▸ **Exercise details**:
For the material that follows, state how many lines contain the word "leaf", and add nothing.

▸ **Data section**:
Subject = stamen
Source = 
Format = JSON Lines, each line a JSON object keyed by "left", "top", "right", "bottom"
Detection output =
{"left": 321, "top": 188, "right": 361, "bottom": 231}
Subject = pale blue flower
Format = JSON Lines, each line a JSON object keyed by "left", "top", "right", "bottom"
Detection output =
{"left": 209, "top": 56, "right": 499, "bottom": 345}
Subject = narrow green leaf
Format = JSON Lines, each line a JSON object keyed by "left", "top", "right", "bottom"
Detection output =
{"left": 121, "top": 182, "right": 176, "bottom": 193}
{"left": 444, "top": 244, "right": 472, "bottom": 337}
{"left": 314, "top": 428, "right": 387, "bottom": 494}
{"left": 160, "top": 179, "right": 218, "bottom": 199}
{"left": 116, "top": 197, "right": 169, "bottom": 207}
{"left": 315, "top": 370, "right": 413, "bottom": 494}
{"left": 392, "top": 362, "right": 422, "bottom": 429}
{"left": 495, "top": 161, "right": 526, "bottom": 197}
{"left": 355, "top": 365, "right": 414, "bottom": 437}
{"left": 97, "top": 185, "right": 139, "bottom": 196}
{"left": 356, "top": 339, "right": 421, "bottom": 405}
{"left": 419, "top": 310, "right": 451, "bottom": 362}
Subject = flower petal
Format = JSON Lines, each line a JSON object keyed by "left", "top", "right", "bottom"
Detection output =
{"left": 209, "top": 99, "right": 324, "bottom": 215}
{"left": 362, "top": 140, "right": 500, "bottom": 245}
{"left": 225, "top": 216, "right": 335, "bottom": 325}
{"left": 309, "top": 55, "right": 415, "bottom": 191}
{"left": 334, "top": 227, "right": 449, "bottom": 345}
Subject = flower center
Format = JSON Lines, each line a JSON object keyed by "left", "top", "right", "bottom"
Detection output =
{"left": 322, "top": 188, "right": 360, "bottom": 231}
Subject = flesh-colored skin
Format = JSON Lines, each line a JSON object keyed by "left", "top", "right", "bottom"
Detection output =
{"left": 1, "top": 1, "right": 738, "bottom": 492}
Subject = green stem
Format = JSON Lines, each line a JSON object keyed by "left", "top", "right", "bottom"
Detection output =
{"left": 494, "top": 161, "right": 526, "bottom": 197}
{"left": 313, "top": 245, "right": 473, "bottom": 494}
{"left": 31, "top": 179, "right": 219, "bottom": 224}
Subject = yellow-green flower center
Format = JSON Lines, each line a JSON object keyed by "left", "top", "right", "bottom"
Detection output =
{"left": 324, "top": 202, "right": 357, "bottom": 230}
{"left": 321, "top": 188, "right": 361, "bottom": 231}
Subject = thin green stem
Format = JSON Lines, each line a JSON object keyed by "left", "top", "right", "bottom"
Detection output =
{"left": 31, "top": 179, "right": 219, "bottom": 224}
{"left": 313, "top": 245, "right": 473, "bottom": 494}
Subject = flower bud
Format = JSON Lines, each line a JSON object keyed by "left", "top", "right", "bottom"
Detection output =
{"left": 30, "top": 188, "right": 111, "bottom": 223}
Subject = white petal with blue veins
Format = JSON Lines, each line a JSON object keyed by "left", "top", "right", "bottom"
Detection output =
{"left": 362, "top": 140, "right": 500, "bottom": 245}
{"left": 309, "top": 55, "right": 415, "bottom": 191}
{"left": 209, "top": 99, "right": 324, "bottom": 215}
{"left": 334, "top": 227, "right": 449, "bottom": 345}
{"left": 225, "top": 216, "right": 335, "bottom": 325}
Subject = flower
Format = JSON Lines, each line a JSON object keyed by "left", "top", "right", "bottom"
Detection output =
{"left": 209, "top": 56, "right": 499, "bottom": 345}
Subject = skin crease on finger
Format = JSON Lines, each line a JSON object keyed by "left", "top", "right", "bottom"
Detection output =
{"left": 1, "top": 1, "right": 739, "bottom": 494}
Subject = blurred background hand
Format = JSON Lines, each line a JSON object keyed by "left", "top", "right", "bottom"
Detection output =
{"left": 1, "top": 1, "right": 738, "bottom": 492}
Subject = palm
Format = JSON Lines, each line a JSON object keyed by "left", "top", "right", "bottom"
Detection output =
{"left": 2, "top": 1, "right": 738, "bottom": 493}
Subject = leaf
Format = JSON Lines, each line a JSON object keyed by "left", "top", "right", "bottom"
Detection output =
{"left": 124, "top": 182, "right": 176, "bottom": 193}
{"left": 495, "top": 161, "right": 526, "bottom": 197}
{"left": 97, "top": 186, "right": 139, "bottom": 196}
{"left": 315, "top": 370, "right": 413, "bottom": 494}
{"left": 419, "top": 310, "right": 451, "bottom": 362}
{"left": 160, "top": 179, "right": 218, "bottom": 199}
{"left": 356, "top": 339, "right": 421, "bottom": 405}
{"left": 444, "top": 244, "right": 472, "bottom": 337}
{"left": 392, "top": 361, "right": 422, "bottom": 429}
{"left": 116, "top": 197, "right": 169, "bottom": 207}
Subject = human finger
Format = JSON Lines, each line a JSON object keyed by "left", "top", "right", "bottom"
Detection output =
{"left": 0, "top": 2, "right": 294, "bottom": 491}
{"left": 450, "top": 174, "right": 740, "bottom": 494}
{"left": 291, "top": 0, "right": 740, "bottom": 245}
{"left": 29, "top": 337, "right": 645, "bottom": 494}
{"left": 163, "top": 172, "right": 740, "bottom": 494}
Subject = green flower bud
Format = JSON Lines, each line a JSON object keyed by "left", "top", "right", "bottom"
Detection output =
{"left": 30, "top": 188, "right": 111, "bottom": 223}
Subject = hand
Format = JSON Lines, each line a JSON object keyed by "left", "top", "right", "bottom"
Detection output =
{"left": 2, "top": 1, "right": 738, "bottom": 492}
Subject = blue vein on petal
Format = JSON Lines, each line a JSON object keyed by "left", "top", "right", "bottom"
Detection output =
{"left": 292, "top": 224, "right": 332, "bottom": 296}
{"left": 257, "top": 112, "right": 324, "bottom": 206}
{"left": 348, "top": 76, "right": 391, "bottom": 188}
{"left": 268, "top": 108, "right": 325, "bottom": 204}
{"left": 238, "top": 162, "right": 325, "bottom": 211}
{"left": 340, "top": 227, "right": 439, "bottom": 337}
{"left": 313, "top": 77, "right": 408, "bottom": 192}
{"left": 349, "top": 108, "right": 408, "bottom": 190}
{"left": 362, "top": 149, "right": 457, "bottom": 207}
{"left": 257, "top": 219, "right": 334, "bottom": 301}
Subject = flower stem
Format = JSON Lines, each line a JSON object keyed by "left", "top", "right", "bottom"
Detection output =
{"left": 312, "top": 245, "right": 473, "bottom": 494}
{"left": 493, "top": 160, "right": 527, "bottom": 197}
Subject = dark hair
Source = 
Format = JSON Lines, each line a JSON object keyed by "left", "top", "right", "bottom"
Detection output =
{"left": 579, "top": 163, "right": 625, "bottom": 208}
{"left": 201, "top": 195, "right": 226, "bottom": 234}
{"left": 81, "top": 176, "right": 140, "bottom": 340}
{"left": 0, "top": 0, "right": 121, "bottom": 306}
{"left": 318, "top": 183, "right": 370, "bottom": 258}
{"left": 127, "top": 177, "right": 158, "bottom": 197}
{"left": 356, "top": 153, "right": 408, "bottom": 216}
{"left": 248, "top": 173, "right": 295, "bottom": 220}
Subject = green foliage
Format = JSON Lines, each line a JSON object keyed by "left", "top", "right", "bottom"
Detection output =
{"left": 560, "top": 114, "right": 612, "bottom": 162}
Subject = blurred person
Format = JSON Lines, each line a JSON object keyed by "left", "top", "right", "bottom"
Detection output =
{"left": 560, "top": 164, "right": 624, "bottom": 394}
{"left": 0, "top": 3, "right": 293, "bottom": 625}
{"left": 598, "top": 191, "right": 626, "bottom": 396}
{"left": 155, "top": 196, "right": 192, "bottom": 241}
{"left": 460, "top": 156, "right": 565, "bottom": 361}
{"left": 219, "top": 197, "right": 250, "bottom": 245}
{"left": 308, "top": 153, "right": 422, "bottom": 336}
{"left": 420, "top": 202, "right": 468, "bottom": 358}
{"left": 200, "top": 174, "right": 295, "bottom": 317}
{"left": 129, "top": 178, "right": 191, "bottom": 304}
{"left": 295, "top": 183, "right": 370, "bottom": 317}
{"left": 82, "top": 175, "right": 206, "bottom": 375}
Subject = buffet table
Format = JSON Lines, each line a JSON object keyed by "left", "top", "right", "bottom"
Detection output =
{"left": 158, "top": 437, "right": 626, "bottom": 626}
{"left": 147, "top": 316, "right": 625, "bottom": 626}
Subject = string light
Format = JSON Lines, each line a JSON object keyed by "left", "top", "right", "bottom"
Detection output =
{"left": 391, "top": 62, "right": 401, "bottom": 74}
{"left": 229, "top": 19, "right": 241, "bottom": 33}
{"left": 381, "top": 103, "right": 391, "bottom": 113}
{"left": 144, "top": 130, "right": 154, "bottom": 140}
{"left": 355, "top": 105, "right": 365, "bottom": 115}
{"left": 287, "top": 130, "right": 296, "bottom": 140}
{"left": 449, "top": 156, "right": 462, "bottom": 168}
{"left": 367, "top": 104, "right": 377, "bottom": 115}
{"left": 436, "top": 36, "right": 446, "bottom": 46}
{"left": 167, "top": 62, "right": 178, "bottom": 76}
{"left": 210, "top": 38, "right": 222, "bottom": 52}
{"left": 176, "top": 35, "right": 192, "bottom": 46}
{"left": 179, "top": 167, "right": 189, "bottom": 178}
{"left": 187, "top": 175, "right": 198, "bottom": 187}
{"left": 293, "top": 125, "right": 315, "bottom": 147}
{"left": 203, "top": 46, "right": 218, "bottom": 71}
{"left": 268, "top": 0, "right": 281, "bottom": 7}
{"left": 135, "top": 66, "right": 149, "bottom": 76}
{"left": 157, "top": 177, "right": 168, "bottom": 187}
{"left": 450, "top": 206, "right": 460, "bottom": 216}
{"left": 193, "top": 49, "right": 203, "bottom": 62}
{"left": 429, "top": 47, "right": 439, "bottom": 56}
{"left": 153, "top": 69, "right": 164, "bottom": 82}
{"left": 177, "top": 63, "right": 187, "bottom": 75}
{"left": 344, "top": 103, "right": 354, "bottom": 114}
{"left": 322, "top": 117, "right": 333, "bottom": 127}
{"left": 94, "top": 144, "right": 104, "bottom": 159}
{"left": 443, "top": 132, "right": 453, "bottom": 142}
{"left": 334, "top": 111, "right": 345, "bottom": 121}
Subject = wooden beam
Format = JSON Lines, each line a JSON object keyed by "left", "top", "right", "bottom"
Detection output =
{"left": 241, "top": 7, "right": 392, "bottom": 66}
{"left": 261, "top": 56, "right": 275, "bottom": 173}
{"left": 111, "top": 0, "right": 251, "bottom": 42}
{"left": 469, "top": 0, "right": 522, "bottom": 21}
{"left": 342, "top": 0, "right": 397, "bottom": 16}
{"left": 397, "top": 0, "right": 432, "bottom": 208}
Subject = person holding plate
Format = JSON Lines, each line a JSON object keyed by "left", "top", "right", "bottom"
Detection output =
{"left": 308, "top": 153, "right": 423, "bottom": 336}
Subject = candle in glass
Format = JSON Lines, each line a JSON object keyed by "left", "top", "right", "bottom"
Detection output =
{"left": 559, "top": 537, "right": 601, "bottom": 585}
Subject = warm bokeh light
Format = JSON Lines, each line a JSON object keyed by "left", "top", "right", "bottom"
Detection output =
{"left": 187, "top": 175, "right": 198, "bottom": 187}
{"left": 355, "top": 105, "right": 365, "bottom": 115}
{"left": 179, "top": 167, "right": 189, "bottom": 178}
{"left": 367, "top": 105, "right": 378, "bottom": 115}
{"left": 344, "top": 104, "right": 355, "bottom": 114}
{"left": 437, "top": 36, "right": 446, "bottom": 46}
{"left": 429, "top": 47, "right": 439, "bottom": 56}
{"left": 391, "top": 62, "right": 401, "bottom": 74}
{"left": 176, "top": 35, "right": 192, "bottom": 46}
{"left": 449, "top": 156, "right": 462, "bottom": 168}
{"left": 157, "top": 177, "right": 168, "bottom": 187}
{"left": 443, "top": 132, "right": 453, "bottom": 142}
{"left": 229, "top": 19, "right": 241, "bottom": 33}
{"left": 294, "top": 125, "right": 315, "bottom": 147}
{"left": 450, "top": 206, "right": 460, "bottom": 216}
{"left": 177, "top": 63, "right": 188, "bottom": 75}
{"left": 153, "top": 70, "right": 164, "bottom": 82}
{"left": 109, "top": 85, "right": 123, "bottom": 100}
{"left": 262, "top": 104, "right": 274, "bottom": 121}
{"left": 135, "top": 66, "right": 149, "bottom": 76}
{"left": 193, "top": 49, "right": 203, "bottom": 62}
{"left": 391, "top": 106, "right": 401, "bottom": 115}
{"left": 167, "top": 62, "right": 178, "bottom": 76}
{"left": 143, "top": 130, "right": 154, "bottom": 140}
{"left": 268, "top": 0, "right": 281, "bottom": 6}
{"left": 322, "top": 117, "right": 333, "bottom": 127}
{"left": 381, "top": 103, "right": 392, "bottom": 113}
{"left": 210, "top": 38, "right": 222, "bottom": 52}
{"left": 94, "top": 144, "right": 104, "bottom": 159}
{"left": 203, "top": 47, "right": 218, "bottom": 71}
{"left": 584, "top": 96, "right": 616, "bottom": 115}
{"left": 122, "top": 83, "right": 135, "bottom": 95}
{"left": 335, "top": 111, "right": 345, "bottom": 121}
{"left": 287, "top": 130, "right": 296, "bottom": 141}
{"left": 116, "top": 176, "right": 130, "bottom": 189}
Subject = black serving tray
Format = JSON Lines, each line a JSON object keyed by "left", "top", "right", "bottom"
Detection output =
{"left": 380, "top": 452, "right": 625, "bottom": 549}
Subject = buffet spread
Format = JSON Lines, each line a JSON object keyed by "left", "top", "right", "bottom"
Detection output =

▸ **Result of this task**:
2